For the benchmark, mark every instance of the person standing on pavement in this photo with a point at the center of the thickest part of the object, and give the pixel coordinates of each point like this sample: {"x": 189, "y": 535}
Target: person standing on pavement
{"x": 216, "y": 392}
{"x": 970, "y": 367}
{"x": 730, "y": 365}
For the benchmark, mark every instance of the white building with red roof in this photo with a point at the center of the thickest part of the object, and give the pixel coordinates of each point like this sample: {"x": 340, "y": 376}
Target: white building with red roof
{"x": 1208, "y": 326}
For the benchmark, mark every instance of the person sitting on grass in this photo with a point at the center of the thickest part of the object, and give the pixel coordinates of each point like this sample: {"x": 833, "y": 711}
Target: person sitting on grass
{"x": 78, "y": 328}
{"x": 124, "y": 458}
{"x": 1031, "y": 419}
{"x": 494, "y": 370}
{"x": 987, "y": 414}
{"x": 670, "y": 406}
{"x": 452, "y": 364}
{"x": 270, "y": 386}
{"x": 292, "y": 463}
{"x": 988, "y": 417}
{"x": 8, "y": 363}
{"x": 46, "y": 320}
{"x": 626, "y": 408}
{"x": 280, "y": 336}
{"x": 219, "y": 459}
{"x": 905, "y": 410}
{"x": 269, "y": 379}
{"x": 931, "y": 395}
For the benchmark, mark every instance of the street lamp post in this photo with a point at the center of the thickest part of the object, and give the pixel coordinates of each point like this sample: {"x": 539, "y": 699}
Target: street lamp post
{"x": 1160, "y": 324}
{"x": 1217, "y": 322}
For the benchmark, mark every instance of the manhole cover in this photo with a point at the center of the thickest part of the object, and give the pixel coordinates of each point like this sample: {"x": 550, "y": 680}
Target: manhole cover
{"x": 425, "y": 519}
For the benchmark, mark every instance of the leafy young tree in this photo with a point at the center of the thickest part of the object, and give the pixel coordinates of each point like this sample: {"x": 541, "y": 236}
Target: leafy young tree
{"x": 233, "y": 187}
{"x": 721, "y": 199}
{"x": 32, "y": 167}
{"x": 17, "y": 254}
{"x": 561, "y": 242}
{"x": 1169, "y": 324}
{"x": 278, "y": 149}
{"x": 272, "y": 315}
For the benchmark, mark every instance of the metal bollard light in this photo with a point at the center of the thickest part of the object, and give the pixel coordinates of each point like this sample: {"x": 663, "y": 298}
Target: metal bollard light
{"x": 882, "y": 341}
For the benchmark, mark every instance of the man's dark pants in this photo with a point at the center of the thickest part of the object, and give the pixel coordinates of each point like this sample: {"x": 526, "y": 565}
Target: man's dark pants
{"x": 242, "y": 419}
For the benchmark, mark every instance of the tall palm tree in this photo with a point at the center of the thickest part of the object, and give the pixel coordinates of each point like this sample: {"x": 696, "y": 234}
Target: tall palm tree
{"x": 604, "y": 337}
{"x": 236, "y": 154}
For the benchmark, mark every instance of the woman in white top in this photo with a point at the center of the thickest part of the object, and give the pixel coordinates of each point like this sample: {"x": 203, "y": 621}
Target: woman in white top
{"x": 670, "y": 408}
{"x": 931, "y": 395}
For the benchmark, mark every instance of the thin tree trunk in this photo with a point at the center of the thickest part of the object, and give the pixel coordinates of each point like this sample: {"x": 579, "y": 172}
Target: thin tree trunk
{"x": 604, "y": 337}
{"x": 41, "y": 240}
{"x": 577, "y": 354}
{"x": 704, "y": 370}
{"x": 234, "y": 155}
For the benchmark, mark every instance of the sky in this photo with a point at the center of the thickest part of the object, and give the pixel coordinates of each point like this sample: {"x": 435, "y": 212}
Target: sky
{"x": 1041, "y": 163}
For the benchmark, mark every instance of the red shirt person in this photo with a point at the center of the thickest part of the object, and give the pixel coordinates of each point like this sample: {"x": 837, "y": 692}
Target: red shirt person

EXERCISE PROMPT:
Write out again, unchanged, every line from the line containing "For the benchmark, mark every instance of the sky" to the final line of the material above.

WRITTEN ANSWER:
For the benchmark, mark every instance of the sky in this photo with a point at the center of the thickest part of the object, and give the pixel coordinates of each point like this sample: {"x": 435, "y": 212}
Target: sky
{"x": 1041, "y": 163}
For the benchmark, mark every instance of the red shirt person in this photo with a point at the center of the thickest part of the object, and give the pixel coordinates of each point like this sample: {"x": 837, "y": 692}
Target: red shirt person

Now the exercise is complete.